<<<<

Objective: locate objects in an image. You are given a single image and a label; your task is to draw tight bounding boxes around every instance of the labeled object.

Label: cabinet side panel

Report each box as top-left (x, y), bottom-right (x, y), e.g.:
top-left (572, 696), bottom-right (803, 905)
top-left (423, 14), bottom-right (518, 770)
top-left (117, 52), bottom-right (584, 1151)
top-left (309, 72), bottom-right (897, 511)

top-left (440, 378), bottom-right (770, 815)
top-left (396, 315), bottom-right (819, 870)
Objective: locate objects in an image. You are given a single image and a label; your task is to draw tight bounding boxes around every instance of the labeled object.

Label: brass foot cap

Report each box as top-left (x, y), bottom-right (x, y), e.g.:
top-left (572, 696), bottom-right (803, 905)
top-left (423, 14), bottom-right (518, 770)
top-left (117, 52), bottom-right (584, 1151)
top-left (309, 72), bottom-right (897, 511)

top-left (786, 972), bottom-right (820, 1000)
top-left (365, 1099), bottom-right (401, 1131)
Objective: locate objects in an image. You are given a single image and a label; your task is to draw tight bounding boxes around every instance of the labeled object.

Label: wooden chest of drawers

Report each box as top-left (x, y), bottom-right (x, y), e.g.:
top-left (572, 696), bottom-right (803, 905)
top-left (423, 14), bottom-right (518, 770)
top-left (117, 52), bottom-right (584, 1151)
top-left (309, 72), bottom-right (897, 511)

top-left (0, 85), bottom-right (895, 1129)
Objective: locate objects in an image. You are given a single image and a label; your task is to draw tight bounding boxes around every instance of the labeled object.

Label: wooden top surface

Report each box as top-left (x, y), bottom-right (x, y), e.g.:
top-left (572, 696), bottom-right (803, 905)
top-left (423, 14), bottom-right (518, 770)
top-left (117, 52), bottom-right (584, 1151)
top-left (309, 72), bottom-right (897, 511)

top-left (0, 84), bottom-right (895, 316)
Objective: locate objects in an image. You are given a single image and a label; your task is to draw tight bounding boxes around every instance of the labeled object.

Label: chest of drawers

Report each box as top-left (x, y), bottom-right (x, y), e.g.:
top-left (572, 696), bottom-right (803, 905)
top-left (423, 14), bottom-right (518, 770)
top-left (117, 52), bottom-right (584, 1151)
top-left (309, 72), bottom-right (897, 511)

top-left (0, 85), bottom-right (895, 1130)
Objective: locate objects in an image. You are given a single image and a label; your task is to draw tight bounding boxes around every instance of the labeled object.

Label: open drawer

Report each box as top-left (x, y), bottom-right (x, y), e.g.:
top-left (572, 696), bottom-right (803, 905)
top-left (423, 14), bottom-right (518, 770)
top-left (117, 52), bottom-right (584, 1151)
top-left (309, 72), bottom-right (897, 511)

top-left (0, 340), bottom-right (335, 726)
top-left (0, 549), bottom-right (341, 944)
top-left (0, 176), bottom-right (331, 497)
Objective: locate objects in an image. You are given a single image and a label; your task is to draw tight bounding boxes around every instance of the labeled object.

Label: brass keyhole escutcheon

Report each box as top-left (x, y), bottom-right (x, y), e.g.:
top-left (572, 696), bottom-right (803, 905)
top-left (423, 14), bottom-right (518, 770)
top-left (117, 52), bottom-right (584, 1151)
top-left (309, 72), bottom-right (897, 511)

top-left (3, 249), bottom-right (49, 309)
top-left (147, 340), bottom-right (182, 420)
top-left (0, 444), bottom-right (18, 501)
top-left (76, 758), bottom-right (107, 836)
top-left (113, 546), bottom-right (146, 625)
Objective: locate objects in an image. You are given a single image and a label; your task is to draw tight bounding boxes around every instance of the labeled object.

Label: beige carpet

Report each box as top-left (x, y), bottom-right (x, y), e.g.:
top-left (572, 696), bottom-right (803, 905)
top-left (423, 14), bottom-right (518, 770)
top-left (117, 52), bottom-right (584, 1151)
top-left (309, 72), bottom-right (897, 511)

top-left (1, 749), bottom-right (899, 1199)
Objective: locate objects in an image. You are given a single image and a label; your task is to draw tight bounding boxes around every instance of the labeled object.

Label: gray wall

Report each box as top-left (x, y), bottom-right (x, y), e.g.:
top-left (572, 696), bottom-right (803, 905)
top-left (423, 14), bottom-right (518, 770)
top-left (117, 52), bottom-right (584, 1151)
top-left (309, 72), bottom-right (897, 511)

>>>>

## EXERCISE PROMPT
Whenever the word "drawers" occurs in a line above, copy that line.

## ANSWER SECTION
Label: wooden chest of drawers
Label: chest of drawers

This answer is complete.